### [TEXT EXCERPT]

A. V. Vasudevan Potti (born 25 October 1951) is an Indian poet and lyricist who works in Malayalam film industry and Hindu devotional song industry.

Life

Potti was born in Mavelikkara, Alappuzha district, Kerala, India, as the son of A. N. Vasudevan Potti (Athimon Illam) and Devaki Antharjanam (Mannarassala Illam). He began to write poems in various magazines at age 19.

Career

Potti's first album was Mannarassala Nagasthuthikal, released in 1989. He was featured in Thathwamasi, a collection of songs about Ayyappan. He got his first break as a Hindu devotional lyricist on the album Devigeetham, released by Magnasound in 1993.

### [WORK INSTRUCTIONS]
**A)** Say whether each statement agrees with the biography of A. V. Vasudevan Potti, answering yes or no and quoting the words that settle it: (i) Potti started writing poems for magazines at age 19. (ii) Potti's first album was Devigeetham. (iii) Devigeetham came out from Magnasound in 1993.
**B)** In the biography of A. V. Vasudevan Potti, write out everything from "A. V. Vasudevan" down to "magazines at age 19.".
Work only from the biography of A. V. Vasudevan Potti.

### [DATA SHOWN]
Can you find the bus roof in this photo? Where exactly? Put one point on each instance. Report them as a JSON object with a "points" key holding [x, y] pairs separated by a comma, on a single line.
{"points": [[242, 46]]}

### [WORKED SOLUTIONS]
**A)**
(i) Yes: "He began to write poems in various magazines at age 19."
(ii) No: "Potti's first album was Mannarassala Nagasthuthikal, released in 1989."
(iii) Yes: "the album Devigeetham, released by Magnasound in 1993."

**B)**
A. V. Vasudevan Potti (born 25 October 1951) is an Indian poet and lyricist who works in Malayalam film industry and Hindu devotional song industry.

Life

Potti was born in Mavelikkara, Alappuzha district, Kerala, India, as the son of A. N. Vasudevan Potti (Athimon Illam) and Devaki Antharjanam (Mannarassala Illam). He began to write poems in various magazines at age 19.